--- RECORD EXTRACTS ---

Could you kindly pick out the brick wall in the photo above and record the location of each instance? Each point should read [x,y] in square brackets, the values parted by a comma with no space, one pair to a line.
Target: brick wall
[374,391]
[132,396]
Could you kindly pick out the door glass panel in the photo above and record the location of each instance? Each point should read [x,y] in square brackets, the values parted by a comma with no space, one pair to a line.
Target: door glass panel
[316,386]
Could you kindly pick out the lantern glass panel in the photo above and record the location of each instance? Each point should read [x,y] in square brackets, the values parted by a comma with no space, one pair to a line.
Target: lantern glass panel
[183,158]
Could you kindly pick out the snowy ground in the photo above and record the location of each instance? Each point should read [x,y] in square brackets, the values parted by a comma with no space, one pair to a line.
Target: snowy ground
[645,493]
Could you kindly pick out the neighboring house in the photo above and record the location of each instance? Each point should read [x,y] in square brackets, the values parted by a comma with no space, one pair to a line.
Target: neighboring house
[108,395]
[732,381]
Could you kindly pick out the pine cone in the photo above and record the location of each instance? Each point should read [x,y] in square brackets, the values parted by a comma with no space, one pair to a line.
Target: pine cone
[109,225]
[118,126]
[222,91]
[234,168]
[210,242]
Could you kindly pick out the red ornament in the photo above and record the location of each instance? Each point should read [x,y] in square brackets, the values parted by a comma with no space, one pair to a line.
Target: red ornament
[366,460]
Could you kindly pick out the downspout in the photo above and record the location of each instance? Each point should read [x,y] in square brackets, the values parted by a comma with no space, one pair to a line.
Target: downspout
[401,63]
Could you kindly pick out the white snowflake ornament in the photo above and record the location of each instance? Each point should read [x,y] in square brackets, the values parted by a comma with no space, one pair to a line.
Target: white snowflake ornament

---

* **DO THIS**: Copy out the records word for word, starting at the line that contains "Could you kindly pick out the white" and continuing through the end of the records.

* **TASK OUTPUT**:
Could you kindly pick out the white snowflake ornament in the photo above and record the location of each instance? Each point should read [x,y] in square brackets, the values parted by a comma with no space, one pair to a line.
Target: white snowflake ornament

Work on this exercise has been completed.